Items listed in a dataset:
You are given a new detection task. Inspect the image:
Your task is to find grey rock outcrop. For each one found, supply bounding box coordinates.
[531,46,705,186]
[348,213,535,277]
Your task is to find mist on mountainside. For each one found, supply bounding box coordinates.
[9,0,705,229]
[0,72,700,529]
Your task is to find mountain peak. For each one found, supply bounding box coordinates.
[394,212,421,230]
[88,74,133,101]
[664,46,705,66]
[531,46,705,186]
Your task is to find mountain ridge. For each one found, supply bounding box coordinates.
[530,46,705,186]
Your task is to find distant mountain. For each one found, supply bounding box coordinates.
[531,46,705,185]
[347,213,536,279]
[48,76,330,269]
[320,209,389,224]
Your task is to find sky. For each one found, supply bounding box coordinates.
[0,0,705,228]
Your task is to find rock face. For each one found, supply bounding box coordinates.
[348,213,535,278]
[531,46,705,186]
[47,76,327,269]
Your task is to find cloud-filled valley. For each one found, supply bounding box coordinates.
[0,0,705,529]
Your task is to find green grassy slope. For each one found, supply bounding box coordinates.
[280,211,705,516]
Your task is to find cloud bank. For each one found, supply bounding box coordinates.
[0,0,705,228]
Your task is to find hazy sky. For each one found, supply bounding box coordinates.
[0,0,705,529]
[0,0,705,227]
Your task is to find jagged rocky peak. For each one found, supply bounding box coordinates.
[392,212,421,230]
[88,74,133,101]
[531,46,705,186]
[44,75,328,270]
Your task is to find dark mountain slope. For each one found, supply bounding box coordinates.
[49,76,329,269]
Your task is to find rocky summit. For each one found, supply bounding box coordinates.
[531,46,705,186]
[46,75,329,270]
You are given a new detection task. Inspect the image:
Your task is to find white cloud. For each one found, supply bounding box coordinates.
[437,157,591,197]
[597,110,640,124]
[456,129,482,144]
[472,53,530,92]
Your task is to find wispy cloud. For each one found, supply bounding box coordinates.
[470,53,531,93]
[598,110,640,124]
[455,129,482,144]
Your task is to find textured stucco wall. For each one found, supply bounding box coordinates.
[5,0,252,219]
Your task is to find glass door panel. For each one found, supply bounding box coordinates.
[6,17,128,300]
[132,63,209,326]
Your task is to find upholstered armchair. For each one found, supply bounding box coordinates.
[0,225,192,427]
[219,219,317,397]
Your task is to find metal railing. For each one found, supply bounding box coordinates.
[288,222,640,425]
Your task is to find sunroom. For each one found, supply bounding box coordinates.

REQUIREMENTS:
Pull out each line above that contains the word "peak". Letter case must match.

FINAL RESULT:
Your task is to find mountain peak. For each one found, supply bounding box coordinates.
Your task is to find jagged rocky peak. For each one found, supply bounding box coordinates.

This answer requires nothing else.